Reproduce every one of the records below word for word, adding nothing and leaving nothing out.

☆ ☆ ☆ ☆ ☆

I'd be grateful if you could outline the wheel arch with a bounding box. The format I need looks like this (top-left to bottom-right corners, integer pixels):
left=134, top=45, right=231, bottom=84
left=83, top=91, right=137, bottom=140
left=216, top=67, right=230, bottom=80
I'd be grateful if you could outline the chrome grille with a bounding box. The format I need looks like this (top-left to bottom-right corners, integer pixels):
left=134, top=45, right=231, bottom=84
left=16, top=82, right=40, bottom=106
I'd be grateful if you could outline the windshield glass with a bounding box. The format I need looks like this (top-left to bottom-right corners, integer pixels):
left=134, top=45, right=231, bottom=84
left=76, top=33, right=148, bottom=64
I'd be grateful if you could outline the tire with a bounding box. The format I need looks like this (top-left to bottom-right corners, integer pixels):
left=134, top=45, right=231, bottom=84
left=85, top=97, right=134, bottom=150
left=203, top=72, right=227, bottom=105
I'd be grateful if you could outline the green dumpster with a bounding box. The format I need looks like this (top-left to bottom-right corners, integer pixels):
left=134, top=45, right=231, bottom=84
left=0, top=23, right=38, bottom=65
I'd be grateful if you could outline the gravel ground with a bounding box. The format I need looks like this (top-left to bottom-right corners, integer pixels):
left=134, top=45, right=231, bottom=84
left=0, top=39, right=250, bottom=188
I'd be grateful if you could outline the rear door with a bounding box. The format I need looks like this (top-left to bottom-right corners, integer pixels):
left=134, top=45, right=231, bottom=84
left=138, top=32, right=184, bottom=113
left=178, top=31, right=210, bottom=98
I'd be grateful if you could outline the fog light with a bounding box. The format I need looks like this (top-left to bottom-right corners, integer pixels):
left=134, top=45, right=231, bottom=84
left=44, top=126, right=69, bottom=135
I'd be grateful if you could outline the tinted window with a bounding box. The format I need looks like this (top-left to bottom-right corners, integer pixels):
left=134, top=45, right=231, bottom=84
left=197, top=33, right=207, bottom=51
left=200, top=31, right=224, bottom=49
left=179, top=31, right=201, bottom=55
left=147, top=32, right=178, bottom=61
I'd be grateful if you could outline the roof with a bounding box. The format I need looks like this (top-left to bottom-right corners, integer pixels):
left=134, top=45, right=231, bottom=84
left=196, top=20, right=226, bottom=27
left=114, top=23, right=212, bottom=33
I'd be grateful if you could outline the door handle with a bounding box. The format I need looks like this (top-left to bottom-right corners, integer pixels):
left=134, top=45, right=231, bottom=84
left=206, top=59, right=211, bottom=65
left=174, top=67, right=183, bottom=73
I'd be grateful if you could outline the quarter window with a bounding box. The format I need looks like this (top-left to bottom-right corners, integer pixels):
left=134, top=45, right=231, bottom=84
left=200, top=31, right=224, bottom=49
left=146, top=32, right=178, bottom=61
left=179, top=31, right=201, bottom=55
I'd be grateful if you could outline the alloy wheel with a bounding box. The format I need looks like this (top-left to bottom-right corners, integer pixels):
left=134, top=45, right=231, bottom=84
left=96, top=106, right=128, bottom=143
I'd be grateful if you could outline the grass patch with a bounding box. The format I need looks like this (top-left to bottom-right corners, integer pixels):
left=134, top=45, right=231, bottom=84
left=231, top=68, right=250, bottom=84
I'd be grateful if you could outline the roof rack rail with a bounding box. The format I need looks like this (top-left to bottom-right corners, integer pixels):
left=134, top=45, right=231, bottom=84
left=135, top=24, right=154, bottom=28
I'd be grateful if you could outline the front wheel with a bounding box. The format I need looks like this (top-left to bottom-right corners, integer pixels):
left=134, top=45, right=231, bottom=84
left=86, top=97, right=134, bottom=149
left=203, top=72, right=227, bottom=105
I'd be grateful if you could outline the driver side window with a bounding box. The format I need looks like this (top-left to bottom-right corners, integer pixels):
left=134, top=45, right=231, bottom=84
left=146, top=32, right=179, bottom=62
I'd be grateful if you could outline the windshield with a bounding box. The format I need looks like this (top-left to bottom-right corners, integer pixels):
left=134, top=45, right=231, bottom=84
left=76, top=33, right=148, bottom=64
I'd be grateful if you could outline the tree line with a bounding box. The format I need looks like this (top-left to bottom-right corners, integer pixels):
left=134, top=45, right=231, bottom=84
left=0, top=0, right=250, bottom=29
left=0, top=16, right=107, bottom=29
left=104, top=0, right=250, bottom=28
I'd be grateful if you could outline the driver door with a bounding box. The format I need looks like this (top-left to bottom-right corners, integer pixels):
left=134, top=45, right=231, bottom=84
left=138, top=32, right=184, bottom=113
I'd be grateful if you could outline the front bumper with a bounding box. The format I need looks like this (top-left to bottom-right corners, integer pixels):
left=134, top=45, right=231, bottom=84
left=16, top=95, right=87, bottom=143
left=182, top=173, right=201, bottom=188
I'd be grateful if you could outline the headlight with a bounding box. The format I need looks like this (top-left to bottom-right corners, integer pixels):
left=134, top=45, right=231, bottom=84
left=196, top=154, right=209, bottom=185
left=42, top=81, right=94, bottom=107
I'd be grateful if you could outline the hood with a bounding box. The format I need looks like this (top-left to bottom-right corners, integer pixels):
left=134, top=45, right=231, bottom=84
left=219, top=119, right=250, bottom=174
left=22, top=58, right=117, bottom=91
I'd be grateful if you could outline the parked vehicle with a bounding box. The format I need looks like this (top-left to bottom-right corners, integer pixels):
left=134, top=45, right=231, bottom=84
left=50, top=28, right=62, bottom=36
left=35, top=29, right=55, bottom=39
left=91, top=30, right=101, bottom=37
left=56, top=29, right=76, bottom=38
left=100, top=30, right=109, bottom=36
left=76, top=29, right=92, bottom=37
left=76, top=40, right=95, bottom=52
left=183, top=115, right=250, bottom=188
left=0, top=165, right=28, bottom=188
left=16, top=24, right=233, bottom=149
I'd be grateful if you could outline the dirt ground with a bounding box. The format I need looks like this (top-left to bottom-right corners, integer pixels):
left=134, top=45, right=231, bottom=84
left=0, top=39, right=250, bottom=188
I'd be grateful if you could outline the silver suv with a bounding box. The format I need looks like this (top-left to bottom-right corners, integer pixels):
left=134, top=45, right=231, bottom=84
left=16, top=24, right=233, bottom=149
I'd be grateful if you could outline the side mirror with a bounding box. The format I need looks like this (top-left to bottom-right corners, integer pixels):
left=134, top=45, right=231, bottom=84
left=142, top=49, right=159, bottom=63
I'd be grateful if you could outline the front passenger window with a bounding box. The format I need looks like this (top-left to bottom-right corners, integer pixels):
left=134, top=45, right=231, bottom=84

☆ ☆ ☆ ☆ ☆

Task solution:
I'd be grateful if you could outline the wheel arch with a bounding box. The format I need looks like this (top-left to bottom-right corners, integer pixels):
left=134, top=45, right=231, bottom=84
left=83, top=91, right=137, bottom=140
left=216, top=67, right=230, bottom=80
I'd be grateful if you could outline the chrome grille with a bounding box. The format I need looks like this (top-left to bottom-right corners, integer pixels):
left=134, top=45, right=231, bottom=84
left=16, top=82, right=40, bottom=106
I'd be grateful if you could outline the windshield glass with a bounding box. The format I need looks like this (top-left to bottom-right corners, integer pixels):
left=134, top=45, right=231, bottom=84
left=76, top=33, right=148, bottom=64
I'd be grateful if you could outline the tire with a bounding box. The format I need looks like this (top-left to bottom-right corners, integer pixels):
left=134, top=45, right=231, bottom=84
left=85, top=97, right=134, bottom=150
left=203, top=72, right=227, bottom=105
I'd be grateful if you could outline the green dumpster with a bounding box. The format I need looks like this (top-left to bottom-right corners, integer pixels):
left=134, top=45, right=231, bottom=84
left=0, top=23, right=38, bottom=65
I'd be grateful if you could outline the gravel ground with a bounding box. The format I need looks like this (top-left to bottom-right corners, integer pixels):
left=134, top=45, right=231, bottom=84
left=0, top=39, right=250, bottom=188
I'd be grateful if you could outline the rear door with a bounding box. The format I need looks like this (top-left to bottom-right corners, integer pixels):
left=134, top=45, right=231, bottom=84
left=138, top=32, right=184, bottom=113
left=178, top=31, right=210, bottom=98
I'd be grateful if you could outline the fog light with a bounding box. The format I need looks like this (top-left to bottom-right corners, integer pixels):
left=134, top=45, right=231, bottom=84
left=44, top=126, right=69, bottom=135
I'd be grateful if you could outline the tinted window with a bounding box. The format I need looks like this (top-left to bottom-right corners, integer pixels):
left=134, top=45, right=231, bottom=84
left=197, top=33, right=207, bottom=51
left=200, top=31, right=224, bottom=49
left=179, top=31, right=201, bottom=55
left=147, top=32, right=178, bottom=61
I'd be grateful if you could outline the roof with a bounding box. The format I need looks like this (top-left to bottom-right corners, integer pixels):
left=134, top=45, right=231, bottom=84
left=196, top=20, right=226, bottom=27
left=114, top=23, right=212, bottom=33
I'd be grateful if you could outline the door handle with a bounding box. The format I need looks like this (top-left to bottom-right corners, integer pixels):
left=134, top=45, right=231, bottom=84
left=206, top=59, right=211, bottom=65
left=174, top=67, right=183, bottom=73
I'd be grateful if you could outline the quarter window with a bounding box. The format I need looks like this (top-left to bottom-right corners, integer pixels):
left=134, top=45, right=231, bottom=84
left=200, top=31, right=224, bottom=49
left=146, top=32, right=178, bottom=61
left=179, top=31, right=201, bottom=55
I'd be grateful if you could outline the alloy wheel with a bounding box. The format I need looks like this (top-left to bottom-right corners, integer pixels):
left=134, top=45, right=231, bottom=84
left=96, top=106, right=128, bottom=143
I'd be grateful if you could outline the grass patch with a bounding box. The format I need looks like this (top-left to bottom-right corners, integer pixels):
left=134, top=45, right=231, bottom=84
left=231, top=68, right=250, bottom=84
I'd be grateful if you could outline the roof rack rail with a bounding box. The format I need looks like this (top-left to bottom-right corners, integer pixels):
left=134, top=45, right=231, bottom=84
left=135, top=24, right=154, bottom=28
I'd be grateful if you could outline the front wheel with a bounding box. The format I need looks like this (top-left to bottom-right corners, integer pixels):
left=134, top=45, right=231, bottom=84
left=86, top=97, right=134, bottom=149
left=203, top=72, right=227, bottom=105
I'd be grateful if you could outline the driver side window with a bounding box. The format I need looks like this (top-left to bottom-right corners, integer pixels):
left=134, top=45, right=231, bottom=84
left=146, top=32, right=179, bottom=62
I'd be grateful if you could outline the windshield with a bounding box. The format I need looks like this (top-left to bottom-right corners, integer pixels):
left=134, top=45, right=231, bottom=84
left=76, top=33, right=148, bottom=64
I'd be grateful if you could outline the tree line with a bounding box. The format I need looks like this (top-left to bottom-right corners, integer pixels):
left=134, top=45, right=231, bottom=84
left=0, top=0, right=250, bottom=29
left=0, top=16, right=107, bottom=29
left=104, top=0, right=250, bottom=28
I'd be grateful if you could outline the driver door with a bounding box. The format I need looks like this (top-left to bottom-right corners, integer pixels):
left=134, top=45, right=231, bottom=84
left=138, top=32, right=184, bottom=113
I'd be grateful if you could outline the front bumper with a bounding box. The format I need looks like this (top-left to bottom-right corners, integer pixels):
left=134, top=45, right=231, bottom=84
left=16, top=95, right=87, bottom=143
left=182, top=173, right=201, bottom=188
I'd be grateful if you could outline the headlight with a bounding box. The format I need looks like this (top-left to bottom-right corners, integer pixels):
left=134, top=45, right=231, bottom=84
left=196, top=154, right=209, bottom=185
left=42, top=81, right=94, bottom=107
I'd be grateful if you could outline the hood with a bounding box. The format I need looks like this (top-left to bottom-right corners, integer pixels):
left=134, top=45, right=231, bottom=84
left=219, top=119, right=250, bottom=174
left=22, top=58, right=117, bottom=91
I'd be grateful if you could outline the parked vehicle with a bounding box. The format I need looks like this (top-left to bottom-right corners, integer pixels):
left=134, top=45, right=231, bottom=84
left=50, top=28, right=62, bottom=36
left=35, top=29, right=55, bottom=39
left=91, top=30, right=101, bottom=37
left=56, top=29, right=76, bottom=38
left=100, top=30, right=109, bottom=36
left=76, top=29, right=92, bottom=37
left=76, top=40, right=95, bottom=52
left=183, top=115, right=250, bottom=188
left=0, top=165, right=28, bottom=188
left=16, top=24, right=233, bottom=149
I'd be grateful if you could outline the dirt ground with a bounding box. The format I need looks like this (top-left to bottom-right corners, integer pixels):
left=134, top=45, right=231, bottom=84
left=0, top=39, right=250, bottom=188
I'd be grateful if you could outline the silver suv with a bounding box. The format I need looks like this (top-left to bottom-right corners, integer pixels):
left=134, top=45, right=231, bottom=84
left=16, top=24, right=233, bottom=149
I'd be grateful if you could outline the side mirror with a bounding box. The format I need looks like this (top-left to bottom-right corners, integer pixels):
left=134, top=45, right=231, bottom=84
left=142, top=49, right=159, bottom=63
I'd be grateful if you could outline the front passenger window with a bounding box. The format I need looks like this (top-left to bottom-right corners, integer pixels):
left=134, top=45, right=231, bottom=84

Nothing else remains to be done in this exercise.